[Labeled area outline items]

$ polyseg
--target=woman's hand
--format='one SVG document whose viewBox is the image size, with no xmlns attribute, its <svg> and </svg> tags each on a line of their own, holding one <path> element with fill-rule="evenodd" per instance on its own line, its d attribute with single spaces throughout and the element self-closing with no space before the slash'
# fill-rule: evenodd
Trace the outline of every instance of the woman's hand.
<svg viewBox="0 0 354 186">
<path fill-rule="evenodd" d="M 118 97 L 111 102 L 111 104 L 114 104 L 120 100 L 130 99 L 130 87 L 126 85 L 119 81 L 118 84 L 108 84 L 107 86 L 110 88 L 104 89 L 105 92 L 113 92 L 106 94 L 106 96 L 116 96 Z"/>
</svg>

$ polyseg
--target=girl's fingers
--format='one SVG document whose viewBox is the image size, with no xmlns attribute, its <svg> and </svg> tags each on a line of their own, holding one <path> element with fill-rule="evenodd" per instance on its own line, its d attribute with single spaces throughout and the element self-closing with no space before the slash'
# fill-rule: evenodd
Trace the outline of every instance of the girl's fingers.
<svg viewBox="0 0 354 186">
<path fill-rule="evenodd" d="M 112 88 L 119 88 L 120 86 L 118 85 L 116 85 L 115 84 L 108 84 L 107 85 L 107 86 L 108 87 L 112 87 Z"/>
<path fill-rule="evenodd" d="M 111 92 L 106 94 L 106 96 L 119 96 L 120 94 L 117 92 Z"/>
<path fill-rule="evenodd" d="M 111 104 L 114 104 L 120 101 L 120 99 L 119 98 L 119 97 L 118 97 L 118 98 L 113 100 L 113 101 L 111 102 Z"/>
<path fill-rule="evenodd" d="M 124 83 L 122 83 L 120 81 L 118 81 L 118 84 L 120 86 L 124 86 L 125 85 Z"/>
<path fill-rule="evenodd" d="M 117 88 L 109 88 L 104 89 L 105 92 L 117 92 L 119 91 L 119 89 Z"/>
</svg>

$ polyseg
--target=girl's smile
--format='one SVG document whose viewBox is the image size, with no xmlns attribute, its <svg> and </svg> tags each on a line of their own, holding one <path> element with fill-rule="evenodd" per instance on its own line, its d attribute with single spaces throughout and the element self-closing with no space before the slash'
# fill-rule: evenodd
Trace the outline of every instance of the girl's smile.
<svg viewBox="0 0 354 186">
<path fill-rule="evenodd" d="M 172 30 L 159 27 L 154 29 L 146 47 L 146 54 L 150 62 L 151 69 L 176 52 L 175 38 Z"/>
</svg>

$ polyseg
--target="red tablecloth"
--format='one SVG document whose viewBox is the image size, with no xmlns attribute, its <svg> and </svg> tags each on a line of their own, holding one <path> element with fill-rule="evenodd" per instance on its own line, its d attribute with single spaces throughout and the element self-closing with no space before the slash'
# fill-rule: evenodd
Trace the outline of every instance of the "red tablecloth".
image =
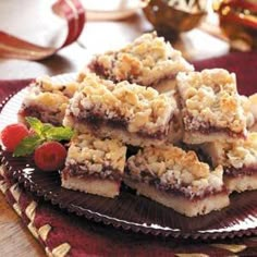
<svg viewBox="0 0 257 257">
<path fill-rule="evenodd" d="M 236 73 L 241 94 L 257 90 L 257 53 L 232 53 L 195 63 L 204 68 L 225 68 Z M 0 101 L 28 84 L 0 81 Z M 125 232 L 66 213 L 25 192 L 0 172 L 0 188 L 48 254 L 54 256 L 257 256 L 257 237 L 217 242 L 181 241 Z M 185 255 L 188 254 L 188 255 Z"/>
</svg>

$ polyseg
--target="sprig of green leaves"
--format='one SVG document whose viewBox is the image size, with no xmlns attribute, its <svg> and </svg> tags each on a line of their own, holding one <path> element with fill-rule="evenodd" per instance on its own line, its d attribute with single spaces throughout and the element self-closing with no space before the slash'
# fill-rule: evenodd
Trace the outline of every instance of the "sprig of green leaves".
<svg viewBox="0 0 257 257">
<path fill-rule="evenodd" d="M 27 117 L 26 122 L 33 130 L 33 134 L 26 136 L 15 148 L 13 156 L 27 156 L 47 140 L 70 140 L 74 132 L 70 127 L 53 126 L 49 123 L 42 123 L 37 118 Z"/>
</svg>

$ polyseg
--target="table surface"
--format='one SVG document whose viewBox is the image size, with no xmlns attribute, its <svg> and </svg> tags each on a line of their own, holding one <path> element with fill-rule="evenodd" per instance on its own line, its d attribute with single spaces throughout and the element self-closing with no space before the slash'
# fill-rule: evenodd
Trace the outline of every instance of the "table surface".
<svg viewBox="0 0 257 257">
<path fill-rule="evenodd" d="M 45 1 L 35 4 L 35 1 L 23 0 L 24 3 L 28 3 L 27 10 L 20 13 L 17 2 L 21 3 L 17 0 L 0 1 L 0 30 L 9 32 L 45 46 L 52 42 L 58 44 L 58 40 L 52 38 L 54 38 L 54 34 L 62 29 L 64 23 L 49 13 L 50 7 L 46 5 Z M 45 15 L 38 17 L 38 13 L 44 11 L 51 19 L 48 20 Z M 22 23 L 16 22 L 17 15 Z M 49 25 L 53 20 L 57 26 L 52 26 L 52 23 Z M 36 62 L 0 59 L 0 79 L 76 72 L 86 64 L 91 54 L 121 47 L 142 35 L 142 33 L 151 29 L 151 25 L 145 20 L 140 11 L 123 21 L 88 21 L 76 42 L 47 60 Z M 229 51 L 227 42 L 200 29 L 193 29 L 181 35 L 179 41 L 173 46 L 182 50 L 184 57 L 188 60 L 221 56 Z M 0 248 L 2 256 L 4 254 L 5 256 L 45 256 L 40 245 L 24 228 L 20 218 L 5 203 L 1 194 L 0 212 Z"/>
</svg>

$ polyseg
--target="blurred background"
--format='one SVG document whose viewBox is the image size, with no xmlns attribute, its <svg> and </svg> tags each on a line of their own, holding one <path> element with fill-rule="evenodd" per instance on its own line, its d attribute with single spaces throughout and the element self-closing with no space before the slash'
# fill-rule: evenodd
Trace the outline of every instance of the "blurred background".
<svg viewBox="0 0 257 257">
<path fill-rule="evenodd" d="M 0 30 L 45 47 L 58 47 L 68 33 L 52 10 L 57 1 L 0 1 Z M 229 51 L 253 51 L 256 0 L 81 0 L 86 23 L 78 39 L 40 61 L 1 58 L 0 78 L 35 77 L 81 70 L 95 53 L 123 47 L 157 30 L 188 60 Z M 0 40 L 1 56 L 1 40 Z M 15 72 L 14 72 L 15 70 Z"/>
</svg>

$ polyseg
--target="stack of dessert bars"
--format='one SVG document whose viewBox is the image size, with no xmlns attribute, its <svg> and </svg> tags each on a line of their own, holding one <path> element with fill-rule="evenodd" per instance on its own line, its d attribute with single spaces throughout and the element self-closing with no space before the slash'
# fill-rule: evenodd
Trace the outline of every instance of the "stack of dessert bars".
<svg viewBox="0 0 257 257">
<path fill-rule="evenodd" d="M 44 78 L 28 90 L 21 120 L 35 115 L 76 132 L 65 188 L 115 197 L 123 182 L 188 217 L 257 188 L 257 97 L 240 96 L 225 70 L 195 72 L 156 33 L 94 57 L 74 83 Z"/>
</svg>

* * *

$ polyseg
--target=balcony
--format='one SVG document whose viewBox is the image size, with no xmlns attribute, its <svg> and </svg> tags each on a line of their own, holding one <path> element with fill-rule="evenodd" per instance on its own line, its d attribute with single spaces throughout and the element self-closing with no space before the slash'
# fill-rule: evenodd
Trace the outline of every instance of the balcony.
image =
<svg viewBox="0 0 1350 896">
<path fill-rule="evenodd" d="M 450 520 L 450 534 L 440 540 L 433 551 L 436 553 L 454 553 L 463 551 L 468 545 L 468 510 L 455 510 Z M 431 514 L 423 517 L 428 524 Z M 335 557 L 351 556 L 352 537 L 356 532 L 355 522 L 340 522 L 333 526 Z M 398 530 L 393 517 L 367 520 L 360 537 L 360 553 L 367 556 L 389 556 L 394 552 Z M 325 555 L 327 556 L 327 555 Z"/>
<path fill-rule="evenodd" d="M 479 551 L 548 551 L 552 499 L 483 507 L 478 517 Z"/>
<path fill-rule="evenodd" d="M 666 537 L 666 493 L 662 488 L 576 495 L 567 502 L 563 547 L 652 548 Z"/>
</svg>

...

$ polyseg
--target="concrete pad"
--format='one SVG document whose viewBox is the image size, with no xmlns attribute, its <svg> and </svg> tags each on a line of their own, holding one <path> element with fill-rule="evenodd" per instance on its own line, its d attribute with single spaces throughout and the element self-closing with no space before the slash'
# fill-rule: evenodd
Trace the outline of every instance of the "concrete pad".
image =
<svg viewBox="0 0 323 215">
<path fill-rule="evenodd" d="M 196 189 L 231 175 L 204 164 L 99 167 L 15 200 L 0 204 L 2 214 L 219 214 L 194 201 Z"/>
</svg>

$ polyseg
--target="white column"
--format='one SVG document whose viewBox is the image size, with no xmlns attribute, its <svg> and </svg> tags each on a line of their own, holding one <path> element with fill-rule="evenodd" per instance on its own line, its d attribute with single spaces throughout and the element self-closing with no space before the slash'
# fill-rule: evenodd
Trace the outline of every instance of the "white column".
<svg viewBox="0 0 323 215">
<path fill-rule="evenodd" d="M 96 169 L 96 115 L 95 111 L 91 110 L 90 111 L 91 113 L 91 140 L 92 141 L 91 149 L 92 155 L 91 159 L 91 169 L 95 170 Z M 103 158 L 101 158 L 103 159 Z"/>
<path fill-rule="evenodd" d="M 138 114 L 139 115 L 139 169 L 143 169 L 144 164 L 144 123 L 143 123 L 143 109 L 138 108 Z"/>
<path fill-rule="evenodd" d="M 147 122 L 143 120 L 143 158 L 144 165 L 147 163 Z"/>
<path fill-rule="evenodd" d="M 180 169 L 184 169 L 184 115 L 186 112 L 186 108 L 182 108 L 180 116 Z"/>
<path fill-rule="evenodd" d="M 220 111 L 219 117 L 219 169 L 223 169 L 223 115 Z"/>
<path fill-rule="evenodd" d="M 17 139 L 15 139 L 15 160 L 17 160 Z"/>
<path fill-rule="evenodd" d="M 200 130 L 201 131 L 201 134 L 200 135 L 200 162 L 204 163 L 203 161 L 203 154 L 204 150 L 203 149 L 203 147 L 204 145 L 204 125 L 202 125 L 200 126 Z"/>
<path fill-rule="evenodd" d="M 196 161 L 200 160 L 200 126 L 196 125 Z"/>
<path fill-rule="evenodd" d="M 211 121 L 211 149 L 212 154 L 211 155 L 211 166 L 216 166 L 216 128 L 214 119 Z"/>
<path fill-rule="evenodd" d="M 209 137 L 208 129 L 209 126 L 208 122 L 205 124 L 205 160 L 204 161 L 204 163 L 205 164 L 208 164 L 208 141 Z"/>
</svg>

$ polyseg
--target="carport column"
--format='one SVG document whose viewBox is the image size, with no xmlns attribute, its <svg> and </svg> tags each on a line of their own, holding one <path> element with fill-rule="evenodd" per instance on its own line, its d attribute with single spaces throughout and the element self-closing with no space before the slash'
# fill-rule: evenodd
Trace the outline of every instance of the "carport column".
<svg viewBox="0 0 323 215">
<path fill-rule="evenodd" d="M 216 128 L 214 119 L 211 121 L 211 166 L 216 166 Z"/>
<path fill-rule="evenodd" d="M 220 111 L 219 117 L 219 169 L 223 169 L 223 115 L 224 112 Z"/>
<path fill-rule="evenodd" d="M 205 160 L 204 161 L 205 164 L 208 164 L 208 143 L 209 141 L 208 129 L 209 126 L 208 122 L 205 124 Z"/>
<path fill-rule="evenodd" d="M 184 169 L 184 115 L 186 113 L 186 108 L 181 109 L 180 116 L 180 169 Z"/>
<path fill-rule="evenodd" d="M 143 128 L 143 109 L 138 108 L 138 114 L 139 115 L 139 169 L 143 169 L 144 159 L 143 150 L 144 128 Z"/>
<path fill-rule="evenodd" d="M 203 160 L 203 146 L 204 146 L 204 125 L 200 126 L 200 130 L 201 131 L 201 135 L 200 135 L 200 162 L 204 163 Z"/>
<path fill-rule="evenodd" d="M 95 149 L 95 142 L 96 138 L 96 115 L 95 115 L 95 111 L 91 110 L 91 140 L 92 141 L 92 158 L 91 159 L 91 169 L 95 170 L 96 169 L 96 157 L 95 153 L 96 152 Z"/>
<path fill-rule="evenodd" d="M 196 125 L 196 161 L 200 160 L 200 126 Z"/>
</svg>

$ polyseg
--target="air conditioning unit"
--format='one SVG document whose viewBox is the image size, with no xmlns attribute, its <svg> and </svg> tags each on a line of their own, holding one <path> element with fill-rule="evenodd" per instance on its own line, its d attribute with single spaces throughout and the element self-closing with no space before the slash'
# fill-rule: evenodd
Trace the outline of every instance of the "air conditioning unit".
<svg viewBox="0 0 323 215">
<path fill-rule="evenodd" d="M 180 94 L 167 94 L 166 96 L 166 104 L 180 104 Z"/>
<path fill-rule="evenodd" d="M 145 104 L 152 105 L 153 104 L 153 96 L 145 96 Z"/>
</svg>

#### Problem details:
Select every line of the records that contains the string "white", matching case exactly, and copy those lines.

#### Reply to the exercise:
--target="white column"
Trace the outline of every instance of the "white column".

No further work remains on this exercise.